>>>

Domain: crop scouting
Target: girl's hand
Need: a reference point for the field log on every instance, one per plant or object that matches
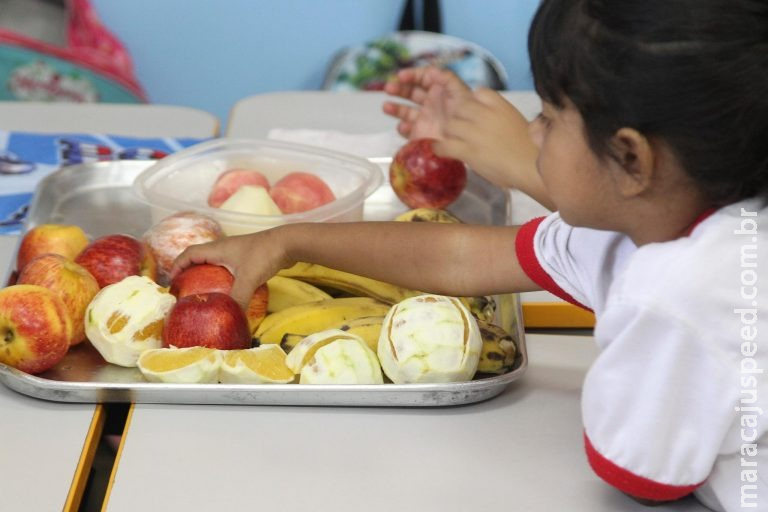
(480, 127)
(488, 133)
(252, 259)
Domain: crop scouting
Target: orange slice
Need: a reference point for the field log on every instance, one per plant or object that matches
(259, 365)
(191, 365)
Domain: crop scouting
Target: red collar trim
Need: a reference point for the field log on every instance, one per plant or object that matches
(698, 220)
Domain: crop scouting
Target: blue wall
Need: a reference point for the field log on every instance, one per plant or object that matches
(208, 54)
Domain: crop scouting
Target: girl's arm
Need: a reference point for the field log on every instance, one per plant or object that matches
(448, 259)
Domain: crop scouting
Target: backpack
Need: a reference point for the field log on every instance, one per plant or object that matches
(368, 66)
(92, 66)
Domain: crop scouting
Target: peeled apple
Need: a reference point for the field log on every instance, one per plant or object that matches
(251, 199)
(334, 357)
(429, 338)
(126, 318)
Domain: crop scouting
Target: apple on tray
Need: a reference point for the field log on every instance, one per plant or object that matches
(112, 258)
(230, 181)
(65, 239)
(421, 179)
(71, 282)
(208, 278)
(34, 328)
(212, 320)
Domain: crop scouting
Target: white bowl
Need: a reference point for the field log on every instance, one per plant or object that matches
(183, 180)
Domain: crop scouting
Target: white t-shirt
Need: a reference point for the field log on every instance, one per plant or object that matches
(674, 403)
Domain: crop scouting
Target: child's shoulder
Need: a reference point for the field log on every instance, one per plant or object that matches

<<<

--- Exercise description ---
Your task is to retype all the entries exactly and leave out any pictures.

--- Full output ---
Domain: crop scouting
Target: girl's hand
Need: a reference point for the field log on every instance, one per plant or object that matches
(480, 127)
(488, 133)
(252, 259)
Domain: crop scouting
Target: orange slice
Need: a reference point for the field log on every instance, one per plant or object that matches
(259, 365)
(191, 365)
Domain: crop scouting
Target: red collar trim
Need: a reference point for the field log on every instance, one per plant or object that matches
(698, 220)
Domain: crop scouting
Target: blue wall
Need: a reference point for the field log on every instance, one per plant or object that matches
(208, 54)
Domain: crop scouting
Target: girl's arm
Need: a reference point for the field log on every instance, one per plant or object that matches
(448, 259)
Domain: crop scouting
Target: backpack
Need: a reference point for the field log on every instance, one per plant or object that matches
(368, 66)
(92, 66)
Domain: crop scouting
Target: peeled apple
Need: a reference point for the field log on every instance, one per plant or object that matches
(251, 199)
(334, 357)
(429, 338)
(126, 318)
Domain: crop scouting
Target: apple on tray
Need: a reference point for the field log on every instance, one per plant or object that matches
(112, 258)
(230, 181)
(65, 239)
(421, 179)
(71, 282)
(208, 278)
(34, 328)
(212, 320)
Domain: crop scouting
Target: white bowl
Need: a reference point for the field log on every instance, one per plant or object that matches
(183, 180)
Domain: crop scouting
Target: white t-shirt
Need: a reference point for the field log on every instance, one per plant or object that matches
(674, 403)
Domain: crop scouting
Target: child's shoulder
Need: a reference point for the field log on every instance, one per plant or object that matches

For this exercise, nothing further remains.